# Exercise requirements:
Each line below should be restated word for word.

[Opening Supplied information section]

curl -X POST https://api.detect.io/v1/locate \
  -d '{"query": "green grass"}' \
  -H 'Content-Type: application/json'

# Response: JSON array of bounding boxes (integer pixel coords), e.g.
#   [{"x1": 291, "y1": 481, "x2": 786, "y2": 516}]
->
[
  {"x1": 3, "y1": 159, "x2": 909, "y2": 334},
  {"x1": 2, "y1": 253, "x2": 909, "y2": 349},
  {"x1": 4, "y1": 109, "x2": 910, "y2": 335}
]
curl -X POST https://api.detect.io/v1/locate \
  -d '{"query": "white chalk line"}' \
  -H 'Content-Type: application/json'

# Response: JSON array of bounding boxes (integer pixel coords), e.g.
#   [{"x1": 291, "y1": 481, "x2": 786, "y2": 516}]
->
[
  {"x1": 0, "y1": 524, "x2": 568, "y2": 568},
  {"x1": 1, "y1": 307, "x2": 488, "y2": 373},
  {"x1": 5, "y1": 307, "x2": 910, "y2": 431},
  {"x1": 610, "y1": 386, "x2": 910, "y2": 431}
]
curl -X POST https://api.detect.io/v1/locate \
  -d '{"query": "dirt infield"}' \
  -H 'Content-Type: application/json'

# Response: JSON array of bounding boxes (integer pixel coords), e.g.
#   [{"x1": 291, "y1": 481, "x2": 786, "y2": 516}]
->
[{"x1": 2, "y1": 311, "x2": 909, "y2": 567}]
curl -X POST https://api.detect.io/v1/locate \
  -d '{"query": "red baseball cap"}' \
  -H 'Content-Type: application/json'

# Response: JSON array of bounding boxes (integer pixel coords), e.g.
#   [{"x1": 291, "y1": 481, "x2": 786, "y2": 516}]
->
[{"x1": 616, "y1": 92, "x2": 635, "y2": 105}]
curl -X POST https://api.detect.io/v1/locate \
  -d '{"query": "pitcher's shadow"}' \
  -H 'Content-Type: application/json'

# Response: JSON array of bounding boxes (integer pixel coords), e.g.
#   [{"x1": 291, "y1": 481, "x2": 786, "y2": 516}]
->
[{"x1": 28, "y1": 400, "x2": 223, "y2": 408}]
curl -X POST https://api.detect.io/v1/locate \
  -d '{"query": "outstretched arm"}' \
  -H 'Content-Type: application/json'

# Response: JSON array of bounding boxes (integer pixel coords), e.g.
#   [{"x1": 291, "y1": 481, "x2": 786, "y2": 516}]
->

[Closing Supplied information section]

# Exercise answer:
curl -X POST https://api.detect.io/v1/locate \
  -d '{"query": "green grass"}' \
  -H 'Content-Type: application/json'

# Response: JSON array of bounding boxes (integer pixel coords), e.g.
#   [{"x1": 291, "y1": 481, "x2": 786, "y2": 516}]
->
[
  {"x1": 3, "y1": 159, "x2": 909, "y2": 334},
  {"x1": 2, "y1": 253, "x2": 909, "y2": 349},
  {"x1": 4, "y1": 109, "x2": 910, "y2": 335}
]
curl -X POST https://api.detect.io/v1/locate \
  -d '{"query": "white chalk line"}' \
  -H 'Content-Type: application/json'

# Response: JSON array of bounding boxes (integer pixel coords), e.g.
#   [{"x1": 291, "y1": 481, "x2": 786, "y2": 516}]
->
[
  {"x1": 0, "y1": 524, "x2": 568, "y2": 568},
  {"x1": 1, "y1": 307, "x2": 488, "y2": 373},
  {"x1": 5, "y1": 307, "x2": 910, "y2": 431},
  {"x1": 610, "y1": 386, "x2": 910, "y2": 431}
]
curl -X POST https://api.detect.io/v1/locate \
  -d '{"query": "dirt infield"}' \
  -H 'Content-Type: application/json'

# Response: JSON array of bounding boxes (integer pixel coords), e.g.
#   [{"x1": 291, "y1": 481, "x2": 786, "y2": 516}]
->
[{"x1": 2, "y1": 311, "x2": 909, "y2": 567}]
curl -X POST https://api.detect.io/v1/locate \
  -d '{"query": "red baseball cap"}' \
  -H 'Content-Type: application/json'

# Response: JSON array of bounding boxes (integer pixel coords), e.g.
#   [{"x1": 291, "y1": 481, "x2": 786, "y2": 516}]
->
[{"x1": 616, "y1": 92, "x2": 635, "y2": 105}]
curl -X POST https://api.detect.io/v1/locate \
  -d '{"query": "pitcher's shadow"}' \
  -H 'Content-Type: application/json'

# Response: JSON array of bounding boxes (integer pixel coords), e.g.
#   [{"x1": 291, "y1": 481, "x2": 786, "y2": 516}]
->
[{"x1": 28, "y1": 400, "x2": 223, "y2": 408}]
curl -X POST https://api.detect.io/v1/locate \
  -d '{"query": "outstretched arm"}' \
  -H 'Content-Type: application/json'

# Response: JSON array of bounding boxes (integer pixel coords), e.g.
#   [{"x1": 291, "y1": 481, "x2": 786, "y2": 516}]
->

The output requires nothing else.